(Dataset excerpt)
★ ★ ★ ★
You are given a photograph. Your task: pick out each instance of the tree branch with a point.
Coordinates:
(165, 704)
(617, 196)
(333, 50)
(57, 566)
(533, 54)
★ ★ ★ ★
• _Required work_
Please swap "tree branch" for "fence post" throughout the data above and write it out again with nothing else altered.

• _Reply_
You are given a photograph. Your task: pick out each instance of the fence post with a point.
Coordinates:
(165, 704)
(617, 196)
(333, 50)
(57, 566)
(533, 54)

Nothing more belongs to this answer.